* Document segment
◇ ◇ ◇

Theteapig: "She was "agitated and defensive" erm or actually she was a pain in the arse right from the start of the meal."

Right. And the OP has a choice about how to deal with that: behave in a mature, sensible way, like an adult, or behave like a six-year old child by responding in kind. It's fairly obvious which course the OP chose.

Jins · 19/06/2012 12:48

It's not a new food.

The amateur dramatics needs dealing with. The rule about food is OK as long as it's consistent. How many times must a child try food before it's accepted that s/he doesn't want to eat it?

festivalwidow · 19/06/2012 12:49

Haven't read the whole thread so almost certainly cross-posting, but it strikes me that asking her to come back might have been the problem. If she's 6, I would think you would be able to say 'if you feel sick, you can go and lie down in the living room (or somewhere fairly boring)' and let her leave, if she's really hungry she'll come back, and if not, you can offer her a bit of toast or something later.
Maybe she did really feel sick? Confused

AKE2012 · 19/06/2012 12:54

@SecretNutellaFix the grandfather probably would have put it in the fridge and heated it up for breakfast as that was wat was done but i think some grandparents forget what they used to do when they were parents.

YANBU if she hadnt had beetroot before then how does she know she doesnt like it. I only make wat i know my child likes and if she doesnt eat it i would send her to her room and she would get nothing else. Think you did the right thing by not giving in.

Gentleness · 19/06/2012 12:58

I would have done the same. I hate doing it, but sometimes there need to be serious consequences. The only thing I would have done (possibly) is give her food to anyone who wanted seconds and give her a slice of buttered bread instead.

When ds1 refuses to try something new it is never really about the food, always to do with asserting himself. If it is clear he is a obnoxious mood, I do try to ensure the dinner is something that won't spark confrontation but sometimes it's already made and who knows whether he will suddenly take a dramatic dislike to a former favourite. So yes, in the end, it is the behaviour that needs to change, not your menu!

BangOffTrend · 19/06/2012 13:03

I'm with you OP except my DH would hoover up the leftovers.
Rules are rules, and even more so if there is an audience so that the DC understand there are no exceptions, no matter how awkward.
All my DCs (5, 3 and 2) have at least once gone to bed without much or any dinner through excessive dawdling, fussiness or misbehaviour. They will not starve as a result.

◇ ◇ ◇

* Source data
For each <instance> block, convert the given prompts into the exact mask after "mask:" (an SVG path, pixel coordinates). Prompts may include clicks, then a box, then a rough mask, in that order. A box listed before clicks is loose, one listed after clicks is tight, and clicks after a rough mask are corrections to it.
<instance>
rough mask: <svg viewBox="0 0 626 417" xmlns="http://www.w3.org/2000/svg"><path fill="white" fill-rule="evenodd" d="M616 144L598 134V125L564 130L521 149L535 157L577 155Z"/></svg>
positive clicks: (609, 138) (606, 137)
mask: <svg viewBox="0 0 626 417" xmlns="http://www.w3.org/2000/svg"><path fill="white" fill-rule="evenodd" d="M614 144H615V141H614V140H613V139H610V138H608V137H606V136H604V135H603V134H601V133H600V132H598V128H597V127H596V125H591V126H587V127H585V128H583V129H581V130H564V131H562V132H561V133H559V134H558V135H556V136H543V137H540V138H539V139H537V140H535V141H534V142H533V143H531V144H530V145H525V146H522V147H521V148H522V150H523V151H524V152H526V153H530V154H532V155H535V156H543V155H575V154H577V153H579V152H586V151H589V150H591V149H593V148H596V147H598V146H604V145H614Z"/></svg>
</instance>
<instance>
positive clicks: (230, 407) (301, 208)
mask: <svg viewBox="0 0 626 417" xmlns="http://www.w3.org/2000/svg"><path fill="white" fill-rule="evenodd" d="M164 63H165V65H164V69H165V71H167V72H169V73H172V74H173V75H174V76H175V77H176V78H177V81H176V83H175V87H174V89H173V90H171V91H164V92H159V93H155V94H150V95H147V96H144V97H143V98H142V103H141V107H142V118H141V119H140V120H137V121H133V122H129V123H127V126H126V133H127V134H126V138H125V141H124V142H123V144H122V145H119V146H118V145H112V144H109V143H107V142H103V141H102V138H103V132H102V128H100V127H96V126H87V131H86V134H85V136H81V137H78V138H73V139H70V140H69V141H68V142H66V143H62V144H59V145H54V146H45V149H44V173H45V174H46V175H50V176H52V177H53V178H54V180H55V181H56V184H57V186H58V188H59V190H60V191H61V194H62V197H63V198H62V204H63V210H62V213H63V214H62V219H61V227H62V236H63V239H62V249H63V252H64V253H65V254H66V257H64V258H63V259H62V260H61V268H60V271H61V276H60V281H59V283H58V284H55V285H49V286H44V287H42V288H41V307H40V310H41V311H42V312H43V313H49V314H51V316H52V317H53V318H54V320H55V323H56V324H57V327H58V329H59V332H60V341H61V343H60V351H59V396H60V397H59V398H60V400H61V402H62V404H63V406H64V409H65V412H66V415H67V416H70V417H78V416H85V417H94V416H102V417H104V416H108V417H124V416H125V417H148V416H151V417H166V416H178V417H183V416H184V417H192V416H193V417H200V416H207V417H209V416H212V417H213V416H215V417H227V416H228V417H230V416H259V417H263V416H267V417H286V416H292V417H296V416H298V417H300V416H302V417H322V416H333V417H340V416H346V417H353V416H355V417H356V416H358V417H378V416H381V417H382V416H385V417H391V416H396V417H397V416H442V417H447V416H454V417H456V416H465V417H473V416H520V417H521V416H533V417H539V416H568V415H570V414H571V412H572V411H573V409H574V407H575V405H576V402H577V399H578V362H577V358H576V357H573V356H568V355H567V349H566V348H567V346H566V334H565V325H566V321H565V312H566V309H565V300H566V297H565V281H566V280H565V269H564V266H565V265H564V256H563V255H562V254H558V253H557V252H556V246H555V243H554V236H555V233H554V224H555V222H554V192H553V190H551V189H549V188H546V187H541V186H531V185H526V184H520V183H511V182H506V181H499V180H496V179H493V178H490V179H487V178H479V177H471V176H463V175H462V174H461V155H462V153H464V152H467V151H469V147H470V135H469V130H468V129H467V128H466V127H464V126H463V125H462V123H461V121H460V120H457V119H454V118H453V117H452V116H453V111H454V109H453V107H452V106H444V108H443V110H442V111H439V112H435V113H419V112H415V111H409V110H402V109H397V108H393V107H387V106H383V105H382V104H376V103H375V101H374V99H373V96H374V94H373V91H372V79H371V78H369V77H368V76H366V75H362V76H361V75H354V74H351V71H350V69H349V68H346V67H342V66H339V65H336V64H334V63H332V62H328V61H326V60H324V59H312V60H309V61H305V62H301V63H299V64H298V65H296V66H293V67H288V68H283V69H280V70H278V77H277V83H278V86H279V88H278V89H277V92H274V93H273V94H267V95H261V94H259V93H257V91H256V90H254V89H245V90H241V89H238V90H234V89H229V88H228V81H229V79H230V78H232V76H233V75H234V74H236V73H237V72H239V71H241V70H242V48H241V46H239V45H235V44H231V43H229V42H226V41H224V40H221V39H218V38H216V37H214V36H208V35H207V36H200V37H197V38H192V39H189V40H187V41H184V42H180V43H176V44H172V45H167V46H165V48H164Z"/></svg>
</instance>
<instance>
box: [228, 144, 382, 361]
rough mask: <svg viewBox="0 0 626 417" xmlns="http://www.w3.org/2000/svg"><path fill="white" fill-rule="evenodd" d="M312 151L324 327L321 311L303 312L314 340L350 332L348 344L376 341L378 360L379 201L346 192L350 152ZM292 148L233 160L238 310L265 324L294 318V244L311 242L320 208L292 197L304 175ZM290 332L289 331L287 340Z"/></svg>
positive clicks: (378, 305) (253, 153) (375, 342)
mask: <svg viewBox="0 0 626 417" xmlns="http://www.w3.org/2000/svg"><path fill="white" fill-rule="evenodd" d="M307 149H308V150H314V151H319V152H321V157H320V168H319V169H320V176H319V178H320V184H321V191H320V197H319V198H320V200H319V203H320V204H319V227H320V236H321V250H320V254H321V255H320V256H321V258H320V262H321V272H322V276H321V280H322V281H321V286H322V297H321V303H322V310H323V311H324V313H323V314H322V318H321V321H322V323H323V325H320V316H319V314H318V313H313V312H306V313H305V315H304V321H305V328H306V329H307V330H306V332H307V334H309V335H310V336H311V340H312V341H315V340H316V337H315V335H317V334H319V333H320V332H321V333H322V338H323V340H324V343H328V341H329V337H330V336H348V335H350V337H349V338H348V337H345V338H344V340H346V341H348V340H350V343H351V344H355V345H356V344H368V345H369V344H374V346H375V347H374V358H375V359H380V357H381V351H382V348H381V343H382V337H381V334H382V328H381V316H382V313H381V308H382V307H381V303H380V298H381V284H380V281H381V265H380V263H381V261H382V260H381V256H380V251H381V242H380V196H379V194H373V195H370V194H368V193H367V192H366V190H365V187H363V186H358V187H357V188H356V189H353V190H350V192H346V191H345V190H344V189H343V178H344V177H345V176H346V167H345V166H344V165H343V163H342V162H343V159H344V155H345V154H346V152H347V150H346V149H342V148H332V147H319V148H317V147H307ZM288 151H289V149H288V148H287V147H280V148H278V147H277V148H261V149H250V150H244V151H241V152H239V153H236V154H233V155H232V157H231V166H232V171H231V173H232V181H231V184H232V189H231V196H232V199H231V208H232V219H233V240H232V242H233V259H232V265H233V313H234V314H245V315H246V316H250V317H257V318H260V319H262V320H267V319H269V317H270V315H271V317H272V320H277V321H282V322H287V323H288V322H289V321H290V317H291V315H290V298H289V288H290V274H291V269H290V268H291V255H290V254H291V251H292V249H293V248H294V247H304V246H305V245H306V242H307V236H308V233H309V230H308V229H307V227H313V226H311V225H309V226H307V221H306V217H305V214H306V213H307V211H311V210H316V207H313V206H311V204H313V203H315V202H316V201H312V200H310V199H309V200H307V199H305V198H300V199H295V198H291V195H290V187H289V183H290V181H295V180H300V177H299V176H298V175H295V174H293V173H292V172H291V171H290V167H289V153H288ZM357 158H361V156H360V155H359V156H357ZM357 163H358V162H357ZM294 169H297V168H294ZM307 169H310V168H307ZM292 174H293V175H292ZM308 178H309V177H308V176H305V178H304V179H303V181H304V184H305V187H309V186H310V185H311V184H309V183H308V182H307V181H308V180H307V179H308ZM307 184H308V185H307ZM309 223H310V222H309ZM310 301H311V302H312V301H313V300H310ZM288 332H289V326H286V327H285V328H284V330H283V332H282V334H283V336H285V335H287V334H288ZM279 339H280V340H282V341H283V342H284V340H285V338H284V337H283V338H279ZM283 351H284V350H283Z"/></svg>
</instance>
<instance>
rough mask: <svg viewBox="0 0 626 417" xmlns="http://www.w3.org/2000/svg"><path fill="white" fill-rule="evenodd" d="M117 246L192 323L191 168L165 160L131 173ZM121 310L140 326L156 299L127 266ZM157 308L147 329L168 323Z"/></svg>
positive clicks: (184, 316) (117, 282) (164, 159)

◇ ◇ ◇

* Explore the material
1/ Return the passage from the forum thread about a child refusing dinner between "AKE2012 · 19/06/2012" and "buttered bread instead.", inclusive, copied word for word.
2/ Supply the next part of the forum thread about a child refusing dinner, beginning after its last sentence.

* Answers given
1/
AKE2012 · 19/06/2012 12:54

@SecretNutellaFix the grandfather probably would have put it in the fridge and heated it up for breakfast as that was wat was done but i think some grandparents forget what they used to do when they were parents.

YANBU if she hadnt had beetroot before then how does she know she doesnt like it. I only make wat i know my child likes and if she doesnt eat it i would send her to her room and she would get nothing else. Think you did the right thing by not giving in.

Gentleness · 19/06/2012 12:58

I would have done the same. I hate doing it, but sometimes there need to be serious consequences. The only thing I would have done (possibly) is give her food to anyone who wanted seconds and give her a slice of buttered bread instead.

2/
So far they are good eaters and I do have a problem with making different meals for different people.

My 3 yo loves beetroot because it turns his wee pink

Goldenbear · 19/06/2012 13:05

My mum was a very liberal parent, we didn't have lots of rules and we turned out absolutely fine. My mum's main concern was for us to be kind to others. My DP's mum was like the OP about food, manners, politeness. It is the only place my DS will get really upset over dinner or lunch as she insists on certain rules at the dinner table. It is a very stressful experience. My DP feels she was and is very controlling, with that control comes the selfishness because she thinks it is all about what she wants. My DP remarks on how she always puts her self first. Part of me thinks good on her for being a woman that does so I.e not a selfless martyr but I see the fairly distant relationship my DP has with her and his brother has with her. They have pushed her away because she is controlling.

AllDirections · 19/06/2012 13:10

The OP was forcing her DD to eat the beetroot because that was the rule.

The DD was going to have a tantrum over something, that was obvious, but did the OP have to make the tantrum about a piece of bloody beetroot? That the child did not need.

And having to try a bit of everything on the plate is a stupid rule. Offering is good, but making a child eat something is just plain wrong.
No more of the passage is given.